Exercice court: Rédigez la suite du texte sur le nomadisme moderne, à partir de la définition du petit Larousse qui le termine.

Extrait à lire:
══════
Cela fait maintenant 2 ans que nous entendons souvent les mêmes questions sur les choix de vie que nous avons fait. Bien souvent, ce sont des aprioris qui viennent d’une méconnaissance ou d’une peur, j’avais donc envie de répondre à ces questions et « tordre le cou » à ses idées reçues trop souvent entendues… Avant de commencer à essayer d’y répondre, juste un petit éclairage sur ce qu’est le nomadisme moderne. Le nomadisme est définit par le petit Larousse comme un « genre de vie caractérisé par le déplacement des groupes humains en vue d’assurer leur subsistance. »
══════
Extrait de données:
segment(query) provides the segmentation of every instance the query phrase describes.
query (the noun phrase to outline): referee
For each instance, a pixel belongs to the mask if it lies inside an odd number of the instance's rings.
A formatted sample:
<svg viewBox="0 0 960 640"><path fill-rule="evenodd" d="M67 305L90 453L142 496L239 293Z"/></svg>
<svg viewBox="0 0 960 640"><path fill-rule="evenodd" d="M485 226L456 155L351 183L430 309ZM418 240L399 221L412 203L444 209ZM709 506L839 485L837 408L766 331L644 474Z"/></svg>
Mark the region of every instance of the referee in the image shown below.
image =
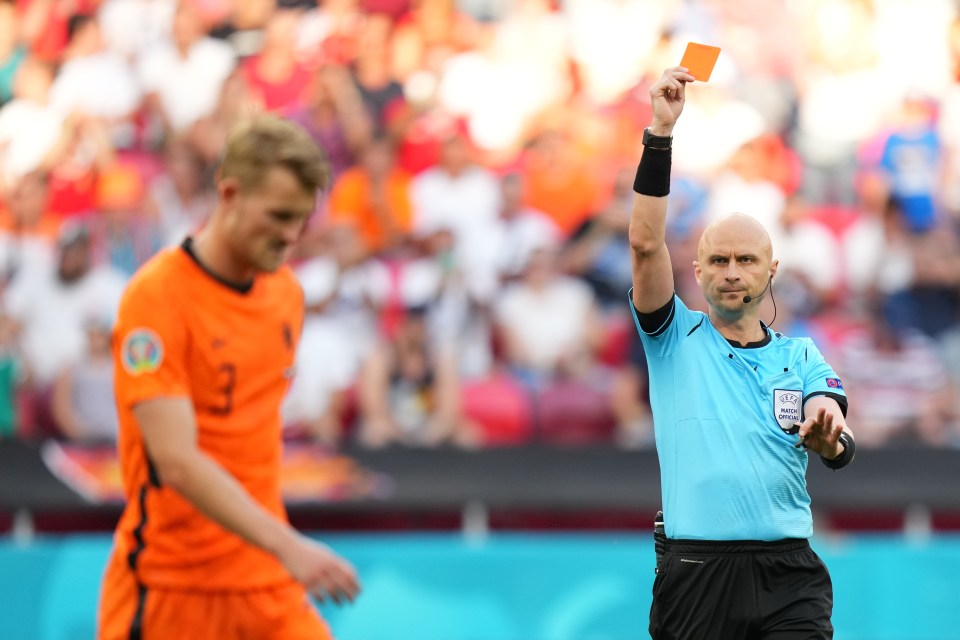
══════
Exercice corrigé:
Il n’y a pas de définition « officielle » du nomadisme moderne, étant à la fois un mode de vie qui évolue constamment et qui est plutôt tendance actuellement. On pourrait tenter de définir le nomade moderne comme un : être humain pour qui les questions de territoire et de sédentarité sont secondaires, et qui recherche une certaine mobilité (professionnelle, ponctuelle ou régulière) dans son mode de vie. Ce n’est pas tout à fait satisfaisant mais je n’ai pas mieux pour l’instant…
Passons maintenant aux idées reçues que ce mode de vie fait naître dans les esprits :
- Il faut avoir de l’argent
- C’est dangereux
- Un gros véhicule est important pour avoir le confort et la place indispensable
- C’est une façon de profiter de la société
- C’est une chance de pouvoir voyager
- Les autres sont obligés de travailler (pour que vous puissiez vivre des aides sociales)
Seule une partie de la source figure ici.